TO DO ::
Starting with the line containing "[spot] the black goalkeeper" and going on through the final line of the rows, can you write those lines out again, requests included, with each point coordinate in the answers multiplied by 0.6 and rounded to the nearest whole number, halves rounding up?

GIVEN ENTRIES start

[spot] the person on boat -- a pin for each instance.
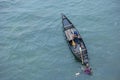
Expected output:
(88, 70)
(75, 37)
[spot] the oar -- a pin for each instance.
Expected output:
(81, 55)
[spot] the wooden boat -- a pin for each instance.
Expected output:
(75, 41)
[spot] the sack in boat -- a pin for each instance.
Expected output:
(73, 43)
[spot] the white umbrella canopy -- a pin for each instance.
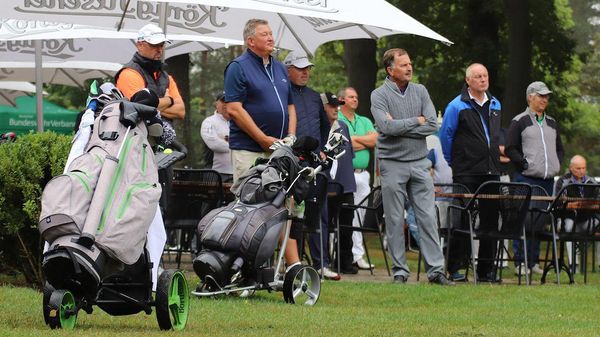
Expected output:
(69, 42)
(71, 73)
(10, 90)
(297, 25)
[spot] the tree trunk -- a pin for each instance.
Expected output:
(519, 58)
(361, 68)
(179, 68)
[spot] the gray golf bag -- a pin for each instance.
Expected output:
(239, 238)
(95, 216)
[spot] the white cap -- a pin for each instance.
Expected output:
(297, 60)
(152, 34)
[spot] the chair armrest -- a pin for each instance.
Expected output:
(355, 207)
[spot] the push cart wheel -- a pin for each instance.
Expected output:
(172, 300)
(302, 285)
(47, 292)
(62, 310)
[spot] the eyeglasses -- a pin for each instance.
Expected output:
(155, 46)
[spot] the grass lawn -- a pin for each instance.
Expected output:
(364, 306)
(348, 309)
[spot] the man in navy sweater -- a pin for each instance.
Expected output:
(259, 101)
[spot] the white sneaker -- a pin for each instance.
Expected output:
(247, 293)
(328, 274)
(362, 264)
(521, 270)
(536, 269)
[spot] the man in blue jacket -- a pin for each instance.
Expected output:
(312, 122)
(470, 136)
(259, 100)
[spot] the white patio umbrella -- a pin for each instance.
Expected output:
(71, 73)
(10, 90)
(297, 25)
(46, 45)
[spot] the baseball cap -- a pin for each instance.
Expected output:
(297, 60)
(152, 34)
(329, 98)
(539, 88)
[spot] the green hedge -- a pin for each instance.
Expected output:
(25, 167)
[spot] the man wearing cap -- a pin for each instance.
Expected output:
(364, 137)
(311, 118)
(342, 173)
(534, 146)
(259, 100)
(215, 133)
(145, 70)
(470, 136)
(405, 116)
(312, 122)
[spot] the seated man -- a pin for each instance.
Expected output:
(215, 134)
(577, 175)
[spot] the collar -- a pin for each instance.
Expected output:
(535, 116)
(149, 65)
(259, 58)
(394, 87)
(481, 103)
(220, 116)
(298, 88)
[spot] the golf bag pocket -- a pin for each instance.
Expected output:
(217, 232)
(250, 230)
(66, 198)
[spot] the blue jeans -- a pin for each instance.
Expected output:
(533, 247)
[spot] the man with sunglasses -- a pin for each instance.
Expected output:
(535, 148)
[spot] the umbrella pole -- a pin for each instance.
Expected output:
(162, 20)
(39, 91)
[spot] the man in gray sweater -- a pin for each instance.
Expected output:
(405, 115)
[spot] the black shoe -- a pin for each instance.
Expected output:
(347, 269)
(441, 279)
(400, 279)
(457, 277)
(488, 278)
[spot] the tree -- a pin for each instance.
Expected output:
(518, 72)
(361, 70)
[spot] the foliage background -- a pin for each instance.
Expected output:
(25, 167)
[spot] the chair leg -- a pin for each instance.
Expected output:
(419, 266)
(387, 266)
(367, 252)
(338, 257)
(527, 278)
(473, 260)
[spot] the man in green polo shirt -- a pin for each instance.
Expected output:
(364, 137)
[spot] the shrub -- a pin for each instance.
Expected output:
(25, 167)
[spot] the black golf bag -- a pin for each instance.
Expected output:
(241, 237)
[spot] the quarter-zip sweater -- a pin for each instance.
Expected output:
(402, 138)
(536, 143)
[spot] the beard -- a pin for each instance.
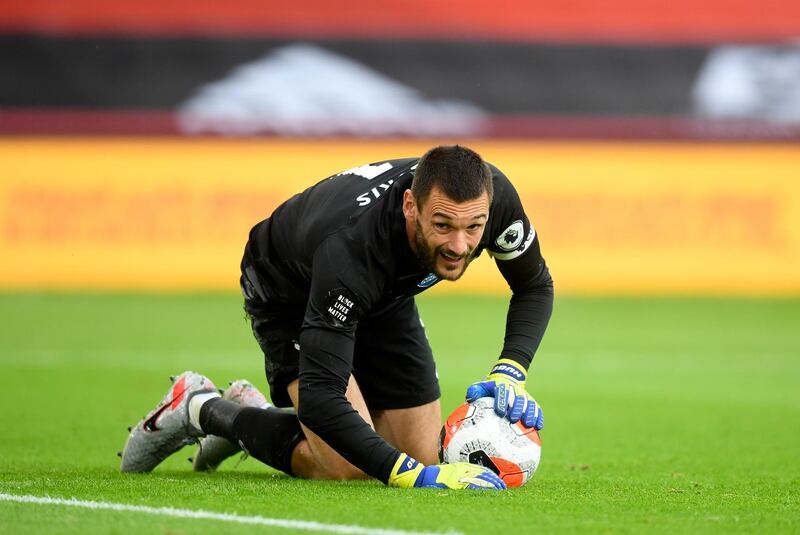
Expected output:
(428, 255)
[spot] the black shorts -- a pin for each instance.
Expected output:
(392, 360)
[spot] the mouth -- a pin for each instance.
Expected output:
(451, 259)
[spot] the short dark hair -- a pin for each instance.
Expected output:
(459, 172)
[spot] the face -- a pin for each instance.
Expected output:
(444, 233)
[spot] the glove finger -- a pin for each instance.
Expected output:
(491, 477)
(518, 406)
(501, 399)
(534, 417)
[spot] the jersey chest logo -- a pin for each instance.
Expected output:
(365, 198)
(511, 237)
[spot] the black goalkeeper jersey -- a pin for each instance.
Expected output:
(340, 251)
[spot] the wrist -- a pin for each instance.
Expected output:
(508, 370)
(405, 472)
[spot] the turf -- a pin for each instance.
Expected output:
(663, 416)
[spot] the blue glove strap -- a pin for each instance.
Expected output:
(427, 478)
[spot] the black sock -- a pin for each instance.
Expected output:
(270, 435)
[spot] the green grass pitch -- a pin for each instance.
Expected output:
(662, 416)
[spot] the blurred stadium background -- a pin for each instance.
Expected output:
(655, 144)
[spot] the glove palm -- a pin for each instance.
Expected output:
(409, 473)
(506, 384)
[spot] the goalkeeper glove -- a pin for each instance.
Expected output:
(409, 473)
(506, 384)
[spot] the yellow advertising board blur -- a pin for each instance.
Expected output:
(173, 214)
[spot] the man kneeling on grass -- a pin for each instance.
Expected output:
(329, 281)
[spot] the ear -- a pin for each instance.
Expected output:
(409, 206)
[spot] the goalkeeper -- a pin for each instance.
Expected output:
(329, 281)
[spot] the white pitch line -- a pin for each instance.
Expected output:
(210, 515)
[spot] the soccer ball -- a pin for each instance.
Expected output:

GIVEN ENTRIES end

TASK OUTPUT ::
[spot] the black goalkeeper jersey -- a pin for each instance.
Expected output:
(204, 151)
[spot] the wrist -- a pin for each instance.
Expected output:
(305, 222)
(243, 283)
[spot] the turf -- a pin for each instance.
Expected output:
(398, 250)
[spot] the blue glove strap -- a pin for each instance.
Expected output:
(256, 287)
[spot] the black sock -- a pin for each instance.
Expected output:
(162, 261)
[spot] the green grass pitch -- a pin for each instance.
Expected output:
(397, 250)
[spot] the blurred stadium background -- a pin for each instance.
Expected output:
(393, 86)
[spot] the glove palm -- a pin for each instance.
Expected output:
(245, 284)
(304, 230)
[spot] the goalkeeper glove -- a pin for each instance.
Expected output:
(245, 284)
(304, 230)
[spot] the yellow advertising board blur -- a pin for each instance.
Expected output:
(104, 128)
[spot] the man kneeling on grass -- a pin for each instance.
Expected output:
(197, 169)
[spot] the ear -- a pin for each instance.
Expected output:
(245, 124)
[spot] the goalkeeper -- a pin for each instance.
Expected output:
(197, 169)
[spot] the white pitch line -- a pin for each instance.
Expected output:
(126, 309)
[spot] the soccer ball -- a pin for each instance.
Expected output:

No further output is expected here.